* **Objective A**
List the five countries on whose behalf the Nordic statement on crimes against humanity is delivered.

-------------------------

Joint Nordic Statement on Cluster 4 at resumed session of the 6th Committee on Crimes Against Humanity
Statement on behalf of the Nordic countries
Resumed session of the 6th Committee on Crimes Against Humanity
10 – 14 April 2023
(International Measures, Articles 13,14 and 15 (and annex))
Thank you, Mr Chair.
Speaking on behalf of the five Nordic countries, Denmark, Finland, Norway, Sweden and my own country, Iceland, I would like to begin by thanking colleagues for excellent discussions so far this week.
Now that we move on to discussing international measures, the Nordic countries would like to underline that aspects of international cooperation are vital in reaching the overall goals of prevention and punishment for crimes against humanity.
To close the impunity gap, states need to be able to prosecute at the national level. This requires a clear treaty definition as well as national legislation, but what it also requires is a joint understanding of and clear provisions on inter-state cooperation. Without that, States run a risk of unintentionally becoming safe havens for those who commit core international crimes.
In this regard, the Draft Articles are a strong addition to international law in and of itself, as well as contributing to the implementation of the principle of complementarity as prescribed by the Rome Statute for States Parties. Regarding the latter, the Nordics would like to emphasise that in order to join an agreement based on the ILC proposed Draft Articles, no State would have to become a state party to the Rome Statute.
Ultimately, it is the duty of every State to exercise its criminal jurisdiction over those responsible for international crimes.
The nature of the Draft Articles calls for the text to be succinct, not unlike the Convention on the Prevention and Punishment of the Crime of Genocide from 1948 that has 153 States Parties. The text should be easily understandable and not unwieldy so as not to deter States from undergoing the obligations set out in the instrument.

-------------------------

* **Objective B**
Copy the entries below word for word, leaving out the pictures.

* **Data supplied**
-------------------------

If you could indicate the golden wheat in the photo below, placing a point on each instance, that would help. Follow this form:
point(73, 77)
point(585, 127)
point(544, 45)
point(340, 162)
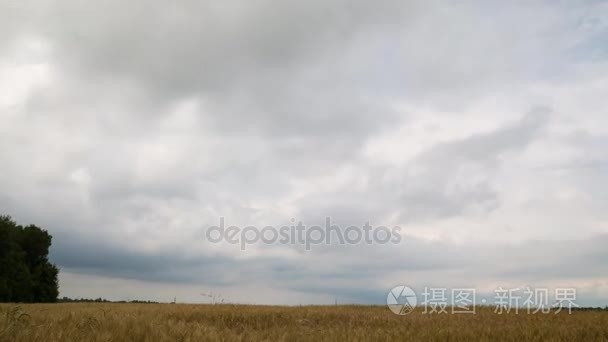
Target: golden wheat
point(228, 322)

-------------------------

* **Full response A**
Denmark, Finland, Norway, Sweden, Iceland

* **Full response B**
If you could indicate the golden wheat in the photo below, placing a point on each instance, that would help. Follow this form:
point(73, 77)
point(585, 127)
point(544, 45)
point(340, 162)
Target: golden wheat
point(228, 322)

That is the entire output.